**PASSAGE TO READ**.
'''
In more and more places around the world it is becoming increasingly difficult and dangerous for foreign journalists to gain access and cover stories as they unfold. In the past, this often meant that events would remain unreported. This is no longer the case. User generated content (UGC) – and the innovative ways in which it is used – is creating a new way of seeing the story on the ground.

We will be joined by a panel working on the edges of the news to get the stories where conventional means have failed. They will be talking about the technology and the techniques that they use, looking at how content is verified, and how you can empower people to tell their own stories and distribute it to local and international communities.

Chaired by Richard Pendry, a lecturer in broadcast journalism at the University of Kent, where he is currently researching non-traditional news gatherers working in areas of conflict.
'''
**TASK DESCRIPTION**.
Translate this sentence from the panel announcement on user generated content into Spanish: "User generated content (UGC) – and the innovative ways in which it is used – is creating a new way of seeing the story on the ground."

**DATASET EXTRACT**.
'''
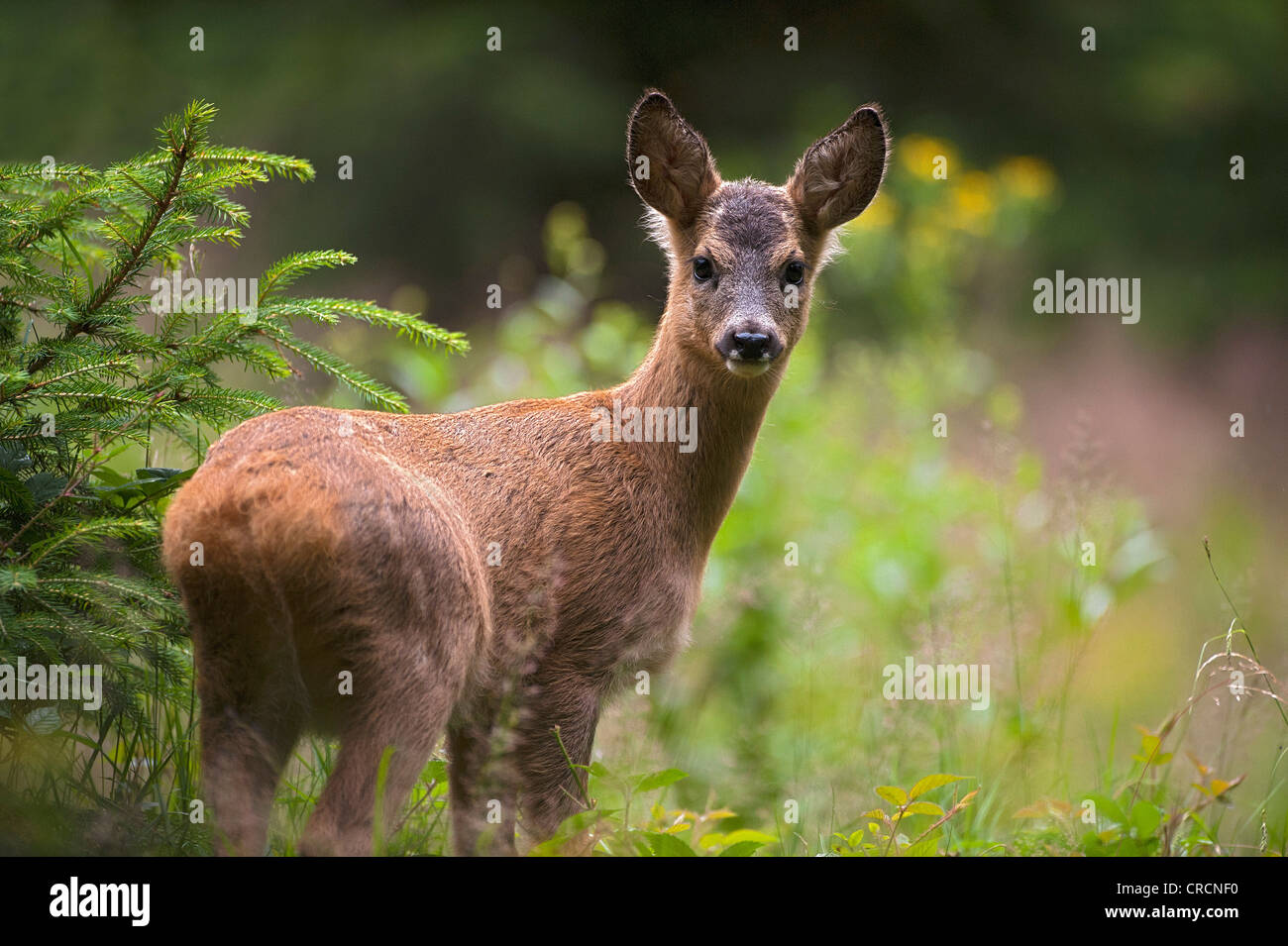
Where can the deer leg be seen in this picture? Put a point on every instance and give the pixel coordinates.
'''
**TASK OUTPUT**.
El contenido generado por los usuarios (UGC) –y las formas innovadoras en que se utiliza– está creando una nueva manera de ver la noticia sobre el terreno.